- **WHAT THE TASK REQUIRES**
Your answer must be the full set of records, repeated exactly.

- **INPUT**

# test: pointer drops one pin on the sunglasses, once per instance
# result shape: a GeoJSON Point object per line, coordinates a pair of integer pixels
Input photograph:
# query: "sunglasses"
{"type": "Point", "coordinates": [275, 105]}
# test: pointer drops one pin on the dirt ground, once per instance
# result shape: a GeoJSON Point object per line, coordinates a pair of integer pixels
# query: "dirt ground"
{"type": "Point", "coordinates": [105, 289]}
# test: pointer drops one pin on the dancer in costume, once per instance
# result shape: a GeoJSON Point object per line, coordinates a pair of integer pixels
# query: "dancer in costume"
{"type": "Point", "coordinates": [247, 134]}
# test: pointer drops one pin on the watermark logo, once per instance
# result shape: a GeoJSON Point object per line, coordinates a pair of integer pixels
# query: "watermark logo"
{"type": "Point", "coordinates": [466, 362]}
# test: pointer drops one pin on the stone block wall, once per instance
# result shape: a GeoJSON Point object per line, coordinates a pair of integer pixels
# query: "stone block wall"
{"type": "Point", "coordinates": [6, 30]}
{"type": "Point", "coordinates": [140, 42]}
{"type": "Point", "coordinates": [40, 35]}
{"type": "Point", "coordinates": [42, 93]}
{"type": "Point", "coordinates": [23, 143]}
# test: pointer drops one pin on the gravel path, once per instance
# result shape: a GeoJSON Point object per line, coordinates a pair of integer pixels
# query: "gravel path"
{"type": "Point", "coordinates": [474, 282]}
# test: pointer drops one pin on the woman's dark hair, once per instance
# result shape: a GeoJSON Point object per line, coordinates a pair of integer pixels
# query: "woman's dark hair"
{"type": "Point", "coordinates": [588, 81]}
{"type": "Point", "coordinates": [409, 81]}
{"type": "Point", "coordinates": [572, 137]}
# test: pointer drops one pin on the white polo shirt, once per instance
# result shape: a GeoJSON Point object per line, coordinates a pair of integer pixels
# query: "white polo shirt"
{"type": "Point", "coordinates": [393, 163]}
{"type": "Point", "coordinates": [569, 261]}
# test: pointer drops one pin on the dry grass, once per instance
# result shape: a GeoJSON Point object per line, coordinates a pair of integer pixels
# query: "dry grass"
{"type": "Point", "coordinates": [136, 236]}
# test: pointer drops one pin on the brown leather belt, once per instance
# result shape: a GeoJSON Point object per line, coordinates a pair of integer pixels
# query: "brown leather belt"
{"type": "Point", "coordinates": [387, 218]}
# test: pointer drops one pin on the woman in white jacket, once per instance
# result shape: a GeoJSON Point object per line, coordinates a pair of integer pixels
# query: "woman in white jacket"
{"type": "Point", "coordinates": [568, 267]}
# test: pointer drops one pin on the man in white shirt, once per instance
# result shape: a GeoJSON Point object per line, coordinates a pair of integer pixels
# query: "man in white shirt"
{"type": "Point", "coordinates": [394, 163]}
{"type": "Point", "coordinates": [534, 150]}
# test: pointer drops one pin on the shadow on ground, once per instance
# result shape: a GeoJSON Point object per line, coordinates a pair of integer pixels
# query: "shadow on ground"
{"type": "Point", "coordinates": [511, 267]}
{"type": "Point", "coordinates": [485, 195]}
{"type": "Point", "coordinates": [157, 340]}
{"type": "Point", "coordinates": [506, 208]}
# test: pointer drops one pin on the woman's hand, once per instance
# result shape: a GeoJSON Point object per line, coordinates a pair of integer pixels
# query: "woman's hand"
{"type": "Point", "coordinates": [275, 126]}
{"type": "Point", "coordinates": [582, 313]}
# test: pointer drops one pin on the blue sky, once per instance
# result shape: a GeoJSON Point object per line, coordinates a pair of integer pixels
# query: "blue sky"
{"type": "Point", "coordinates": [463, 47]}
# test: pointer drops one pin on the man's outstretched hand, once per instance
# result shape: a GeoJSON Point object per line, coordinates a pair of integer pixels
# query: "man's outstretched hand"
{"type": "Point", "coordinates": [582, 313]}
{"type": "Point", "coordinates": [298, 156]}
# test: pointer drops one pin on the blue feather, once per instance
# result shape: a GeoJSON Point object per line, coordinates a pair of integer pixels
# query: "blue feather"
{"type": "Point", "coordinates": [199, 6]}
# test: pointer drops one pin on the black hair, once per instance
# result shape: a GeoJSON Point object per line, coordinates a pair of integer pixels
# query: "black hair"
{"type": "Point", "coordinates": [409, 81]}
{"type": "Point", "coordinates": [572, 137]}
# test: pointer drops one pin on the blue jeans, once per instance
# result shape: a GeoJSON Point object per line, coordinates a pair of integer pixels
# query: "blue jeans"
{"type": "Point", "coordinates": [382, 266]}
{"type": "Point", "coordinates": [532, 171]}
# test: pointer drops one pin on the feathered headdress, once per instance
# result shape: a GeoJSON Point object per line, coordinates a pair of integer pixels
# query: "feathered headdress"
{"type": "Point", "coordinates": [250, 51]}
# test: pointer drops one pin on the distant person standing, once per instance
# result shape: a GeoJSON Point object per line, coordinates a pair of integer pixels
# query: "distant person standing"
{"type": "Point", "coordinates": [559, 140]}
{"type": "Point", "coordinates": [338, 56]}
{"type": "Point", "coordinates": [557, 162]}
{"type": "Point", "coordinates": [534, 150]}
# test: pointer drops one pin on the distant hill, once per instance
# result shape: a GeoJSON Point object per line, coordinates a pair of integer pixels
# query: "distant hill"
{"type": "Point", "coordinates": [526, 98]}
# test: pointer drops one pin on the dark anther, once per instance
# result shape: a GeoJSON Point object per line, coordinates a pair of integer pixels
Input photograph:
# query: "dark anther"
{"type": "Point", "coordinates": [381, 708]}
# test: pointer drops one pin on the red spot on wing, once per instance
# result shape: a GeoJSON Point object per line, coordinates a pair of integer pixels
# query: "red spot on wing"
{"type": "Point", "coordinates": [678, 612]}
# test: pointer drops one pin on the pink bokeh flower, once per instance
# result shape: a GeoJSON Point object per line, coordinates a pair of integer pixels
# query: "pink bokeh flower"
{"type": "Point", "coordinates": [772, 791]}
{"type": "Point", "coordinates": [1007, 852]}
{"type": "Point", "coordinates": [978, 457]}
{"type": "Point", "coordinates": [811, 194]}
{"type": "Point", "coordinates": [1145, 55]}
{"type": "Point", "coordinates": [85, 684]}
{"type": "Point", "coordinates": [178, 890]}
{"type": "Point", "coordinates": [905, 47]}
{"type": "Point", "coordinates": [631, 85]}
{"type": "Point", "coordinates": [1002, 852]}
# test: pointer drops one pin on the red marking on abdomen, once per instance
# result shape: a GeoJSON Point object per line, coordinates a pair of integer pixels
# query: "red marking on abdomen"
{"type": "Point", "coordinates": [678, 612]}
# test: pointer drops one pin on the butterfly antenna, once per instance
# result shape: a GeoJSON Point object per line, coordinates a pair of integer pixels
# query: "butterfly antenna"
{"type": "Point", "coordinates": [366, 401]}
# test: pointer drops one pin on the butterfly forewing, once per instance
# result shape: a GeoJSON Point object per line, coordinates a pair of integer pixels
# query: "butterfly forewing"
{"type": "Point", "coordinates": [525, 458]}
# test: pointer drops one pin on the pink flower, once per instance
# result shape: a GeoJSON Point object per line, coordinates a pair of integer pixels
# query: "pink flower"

- **FINAL ANSWER**
# test: pointer drops one pin on the sunglasses, once per instance
# result shape: a GeoJSON Point object per line, coordinates a pair of integer pixels
Input photograph:
# query: "sunglasses"
{"type": "Point", "coordinates": [275, 105]}
# test: pointer drops one pin on the dirt ground, once per instance
# result shape: a GeoJSON Point object per line, coordinates a pair of integer pixels
# query: "dirt ground"
{"type": "Point", "coordinates": [105, 289]}
# test: pointer drops one pin on the dancer in costume, once per instance
# result shape: a GeoJSON Point object per line, coordinates a pair of integer pixels
# query: "dancer in costume"
{"type": "Point", "coordinates": [247, 134]}
# test: pointer drops one pin on the watermark logo, once per instance
# result shape: a GeoJSON Point object per line, coordinates a pair of integer pixels
# query: "watermark logo"
{"type": "Point", "coordinates": [466, 362]}
# test: pointer drops one pin on the stone block wall, once per instance
# result shape: a GeoJSON Point object per line, coordinates a pair of integer pixels
# query: "stone block wall"
{"type": "Point", "coordinates": [6, 30]}
{"type": "Point", "coordinates": [140, 42]}
{"type": "Point", "coordinates": [40, 35]}
{"type": "Point", "coordinates": [42, 93]}
{"type": "Point", "coordinates": [23, 143]}
# test: pointer drops one pin on the gravel path, once per instance
# result shape: a GeoJSON Point object per line, coordinates a pair of integer pixels
# query: "gravel path"
{"type": "Point", "coordinates": [474, 282]}
# test: pointer drops one pin on the woman's dark hair, once per instance
# result shape: a GeoJSON Point object per line, coordinates a pair of integer pixels
# query: "woman's dark hair"
{"type": "Point", "coordinates": [588, 81]}
{"type": "Point", "coordinates": [409, 81]}
{"type": "Point", "coordinates": [572, 137]}
# test: pointer drops one pin on the white polo shirt, once per instance
# result shape: a GeoJSON Point object per line, coordinates a pair of integer pixels
# query: "white polo shirt"
{"type": "Point", "coordinates": [393, 163]}
{"type": "Point", "coordinates": [569, 261]}
# test: pointer drops one pin on the dry grass, once per instance
# result shape: a GeoJSON Point object per line, coordinates a pair of integer pixels
# query: "dry grass"
{"type": "Point", "coordinates": [136, 236]}
# test: pointer drops one pin on the brown leather belt, once per instance
# result shape: a GeoJSON Point object per line, coordinates a pair of integer pixels
# query: "brown leather belt"
{"type": "Point", "coordinates": [387, 218]}
# test: pointer drops one pin on the woman in white jacket, once per instance
# result shape: a GeoJSON Point object per line, coordinates a pair of integer pixels
# query: "woman in white jacket"
{"type": "Point", "coordinates": [568, 267]}
# test: pointer drops one pin on the man in white shirt, once per instance
# result shape: a GeoJSON Point object per line, coordinates a pair of integer pixels
# query: "man in white shirt"
{"type": "Point", "coordinates": [394, 163]}
{"type": "Point", "coordinates": [534, 150]}
# test: pointer drops one pin on the shadow on ground, once per instance
# result shape: a GeoJSON Point object per line, coordinates a pair of integer pixels
# query: "shadow on ground"
{"type": "Point", "coordinates": [511, 267]}
{"type": "Point", "coordinates": [485, 195]}
{"type": "Point", "coordinates": [157, 340]}
{"type": "Point", "coordinates": [506, 208]}
# test: pointer drops one pin on the woman's hand, once per instance
# result shape: a GeoJSON Point object per line, coordinates a pair of integer pixels
# query: "woman's hand"
{"type": "Point", "coordinates": [275, 126]}
{"type": "Point", "coordinates": [582, 313]}
# test: pointer drops one pin on the blue sky, once per instance
# result shape: a GeoJSON Point object per line, coordinates a pair of integer pixels
# query: "blue sky"
{"type": "Point", "coordinates": [463, 47]}
# test: pointer drops one pin on the man's outstretched hand, once per instance
# result shape: a GeoJSON Point object per line, coordinates a pair of integer pixels
# query: "man's outstretched hand"
{"type": "Point", "coordinates": [582, 313]}
{"type": "Point", "coordinates": [298, 156]}
# test: pointer drops one pin on the blue feather, once per instance
# result shape: a GeoJSON Point object per line, coordinates a pair of integer pixels
# query: "blue feather"
{"type": "Point", "coordinates": [199, 6]}
# test: pointer drops one pin on the black hair, once per instance
# result shape: a GeoJSON Point object per line, coordinates a pair of integer pixels
# query: "black hair"
{"type": "Point", "coordinates": [409, 81]}
{"type": "Point", "coordinates": [572, 137]}
# test: pointer drops one pin on the blue jeans, once per instance
# result shape: a GeoJSON Point object per line, coordinates a pair of integer pixels
# query: "blue jeans"
{"type": "Point", "coordinates": [382, 266]}
{"type": "Point", "coordinates": [532, 171]}
# test: pointer drops one pin on the feathered headdress, once per instance
# result shape: a GeoJSON Point object per line, coordinates a pair of integer pixels
# query: "feathered headdress"
{"type": "Point", "coordinates": [250, 51]}
# test: pointer drops one pin on the distant person standing, once per instance
# result shape: a GeoJSON Point object per line, coordinates a pair of integer pixels
# query: "distant person standing"
{"type": "Point", "coordinates": [559, 140]}
{"type": "Point", "coordinates": [338, 56]}
{"type": "Point", "coordinates": [557, 162]}
{"type": "Point", "coordinates": [534, 150]}
# test: pointer drops one pin on the distant hill, once per instance
# result shape: a GeoJSON Point object per line, coordinates a pair of integer pixels
# query: "distant hill"
{"type": "Point", "coordinates": [526, 98]}
# test: pointer drops one pin on the dark anther, once per instance
# result shape: a GeoJSON Point object per line, coordinates a pair of integer pixels
Input photograph:
# query: "dark anther"
{"type": "Point", "coordinates": [381, 708]}
# test: pointer drops one pin on the red spot on wing, once per instance
# result shape: a GeoJSON Point object per line, coordinates a pair of integer pixels
# query: "red spot on wing"
{"type": "Point", "coordinates": [678, 612]}
# test: pointer drops one pin on the pink bokeh flower, once per instance
# result shape: a GeoJSON Point object per line, coordinates a pair of integer pixels
# query: "pink bokeh flower"
{"type": "Point", "coordinates": [772, 791]}
{"type": "Point", "coordinates": [1007, 852]}
{"type": "Point", "coordinates": [978, 457]}
{"type": "Point", "coordinates": [811, 194]}
{"type": "Point", "coordinates": [1145, 55]}
{"type": "Point", "coordinates": [85, 684]}
{"type": "Point", "coordinates": [178, 890]}
{"type": "Point", "coordinates": [905, 47]}
{"type": "Point", "coordinates": [631, 85]}
{"type": "Point", "coordinates": [1002, 852]}
# test: pointer drops one pin on the red marking on abdomen, once per instance
# result shape: a GeoJSON Point object per line, coordinates a pair of integer pixels
# query: "red marking on abdomen"
{"type": "Point", "coordinates": [678, 612]}
# test: pointer drops one pin on the butterfly antenna, once per instance
# result shape: a GeoJSON Point object per line, coordinates a pair of integer pixels
# query: "butterfly antenna"
{"type": "Point", "coordinates": [366, 401]}
# test: pointer drops one pin on the butterfly forewing, once per instance
# result shape: a GeoJSON Point object per line, coordinates a pair of integer pixels
# query: "butterfly forewing"
{"type": "Point", "coordinates": [525, 458]}
# test: pointer drops one pin on the pink flower, once per instance
# result shape: a GeoJSON Point object per line, coordinates a pair of integer pixels
# query: "pink flower"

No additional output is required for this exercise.